→ Required work
Show each line in the rows below that contains the word "bicycle", copied in full.

→ Data
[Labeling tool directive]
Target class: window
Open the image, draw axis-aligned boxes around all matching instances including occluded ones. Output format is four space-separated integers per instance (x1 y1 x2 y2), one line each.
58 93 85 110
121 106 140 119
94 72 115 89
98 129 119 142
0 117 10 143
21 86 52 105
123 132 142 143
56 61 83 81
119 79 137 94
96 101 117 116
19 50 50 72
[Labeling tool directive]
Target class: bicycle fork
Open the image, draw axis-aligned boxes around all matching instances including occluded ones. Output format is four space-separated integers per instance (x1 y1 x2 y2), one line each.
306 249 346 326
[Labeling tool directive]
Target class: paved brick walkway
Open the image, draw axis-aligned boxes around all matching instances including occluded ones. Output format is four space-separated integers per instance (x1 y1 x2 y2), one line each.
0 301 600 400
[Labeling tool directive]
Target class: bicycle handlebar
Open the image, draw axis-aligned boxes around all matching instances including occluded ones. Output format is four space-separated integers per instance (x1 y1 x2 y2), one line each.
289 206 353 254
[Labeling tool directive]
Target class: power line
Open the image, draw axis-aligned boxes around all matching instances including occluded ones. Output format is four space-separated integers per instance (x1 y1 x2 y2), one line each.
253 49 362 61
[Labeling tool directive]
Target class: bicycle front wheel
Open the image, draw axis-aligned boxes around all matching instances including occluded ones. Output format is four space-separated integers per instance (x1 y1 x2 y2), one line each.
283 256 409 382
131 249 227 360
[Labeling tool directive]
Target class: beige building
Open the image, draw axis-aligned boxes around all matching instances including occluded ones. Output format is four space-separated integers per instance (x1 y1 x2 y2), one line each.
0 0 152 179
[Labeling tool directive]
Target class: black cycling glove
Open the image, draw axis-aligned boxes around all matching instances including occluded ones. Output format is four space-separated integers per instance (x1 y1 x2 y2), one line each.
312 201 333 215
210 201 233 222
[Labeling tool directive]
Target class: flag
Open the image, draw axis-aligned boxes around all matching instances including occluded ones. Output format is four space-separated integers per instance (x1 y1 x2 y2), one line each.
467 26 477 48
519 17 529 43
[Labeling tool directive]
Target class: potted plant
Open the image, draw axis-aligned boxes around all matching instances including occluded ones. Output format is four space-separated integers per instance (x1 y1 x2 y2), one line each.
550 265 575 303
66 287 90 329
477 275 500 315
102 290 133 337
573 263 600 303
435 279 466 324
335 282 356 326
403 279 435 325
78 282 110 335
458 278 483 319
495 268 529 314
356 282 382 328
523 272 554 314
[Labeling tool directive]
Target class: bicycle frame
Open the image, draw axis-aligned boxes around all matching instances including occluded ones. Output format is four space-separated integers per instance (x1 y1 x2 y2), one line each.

→ Answer to the problem
Target class: bicycle fork
Target class: bicycle handlebar
Target class: bicycle front wheel
Target class: bicycle frame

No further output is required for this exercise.